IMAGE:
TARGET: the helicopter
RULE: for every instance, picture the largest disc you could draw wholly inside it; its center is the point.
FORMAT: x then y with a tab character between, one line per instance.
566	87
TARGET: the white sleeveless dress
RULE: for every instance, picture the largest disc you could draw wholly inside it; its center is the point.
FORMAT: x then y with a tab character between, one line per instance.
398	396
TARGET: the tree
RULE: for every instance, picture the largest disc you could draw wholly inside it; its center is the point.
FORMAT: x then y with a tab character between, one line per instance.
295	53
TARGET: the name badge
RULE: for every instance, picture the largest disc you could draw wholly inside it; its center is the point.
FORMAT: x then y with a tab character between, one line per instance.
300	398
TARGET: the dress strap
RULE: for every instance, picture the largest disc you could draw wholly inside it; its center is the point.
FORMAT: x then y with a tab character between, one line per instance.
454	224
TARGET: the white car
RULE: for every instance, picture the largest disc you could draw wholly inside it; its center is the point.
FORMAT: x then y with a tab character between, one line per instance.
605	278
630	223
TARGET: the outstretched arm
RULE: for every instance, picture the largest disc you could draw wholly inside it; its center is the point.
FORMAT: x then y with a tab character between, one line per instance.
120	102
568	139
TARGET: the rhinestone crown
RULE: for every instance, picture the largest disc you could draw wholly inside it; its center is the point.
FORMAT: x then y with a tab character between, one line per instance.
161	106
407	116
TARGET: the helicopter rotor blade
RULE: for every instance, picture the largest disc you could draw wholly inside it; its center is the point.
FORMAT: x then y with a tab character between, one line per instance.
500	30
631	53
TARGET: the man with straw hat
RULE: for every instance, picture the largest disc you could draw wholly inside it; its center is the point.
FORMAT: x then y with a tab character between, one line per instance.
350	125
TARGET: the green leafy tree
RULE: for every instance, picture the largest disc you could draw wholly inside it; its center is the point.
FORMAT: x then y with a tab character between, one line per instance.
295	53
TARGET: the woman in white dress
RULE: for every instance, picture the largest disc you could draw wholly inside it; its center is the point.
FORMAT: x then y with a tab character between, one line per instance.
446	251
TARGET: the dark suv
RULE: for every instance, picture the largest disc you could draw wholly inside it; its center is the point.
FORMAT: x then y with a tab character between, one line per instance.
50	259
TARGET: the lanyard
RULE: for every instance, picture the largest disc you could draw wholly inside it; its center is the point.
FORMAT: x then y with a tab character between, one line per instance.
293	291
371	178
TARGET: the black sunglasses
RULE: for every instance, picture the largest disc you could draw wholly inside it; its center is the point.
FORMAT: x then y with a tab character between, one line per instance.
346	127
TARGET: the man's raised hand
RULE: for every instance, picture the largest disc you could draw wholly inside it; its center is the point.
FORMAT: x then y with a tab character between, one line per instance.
········
Task
Copy the records above exactly, from the line containing "TARGET: the dark suv" through the final line of the records, including both of those lines.

The answer
TARGET: the dark suv
RULE: for every instance, picture the largest disc you could draw wholly inside it; its center is the point.
FORMAT: x then y with a tab character between, one line per instance.
50	259
TARGET: the lanyard
RULE: for every instance, picture the largest disc you could draw wholly inside it; its center is the point.
FORMAT: x then y with a tab character between, one line per instance.
293	291
371	178
TARGET: the black sunglasses
RULE: for every instance, picture the largest disc you could draw wholly inside it; its center is the point.
FORMAT: x then y with a tab character between, one line per instance.
346	127
TARGET: the man's raised hand
RULE: for every instance, picture the largest disc you could draw wholly inside it; its center is the point.
FORMAT: x then y with a tab character between, one line per instance.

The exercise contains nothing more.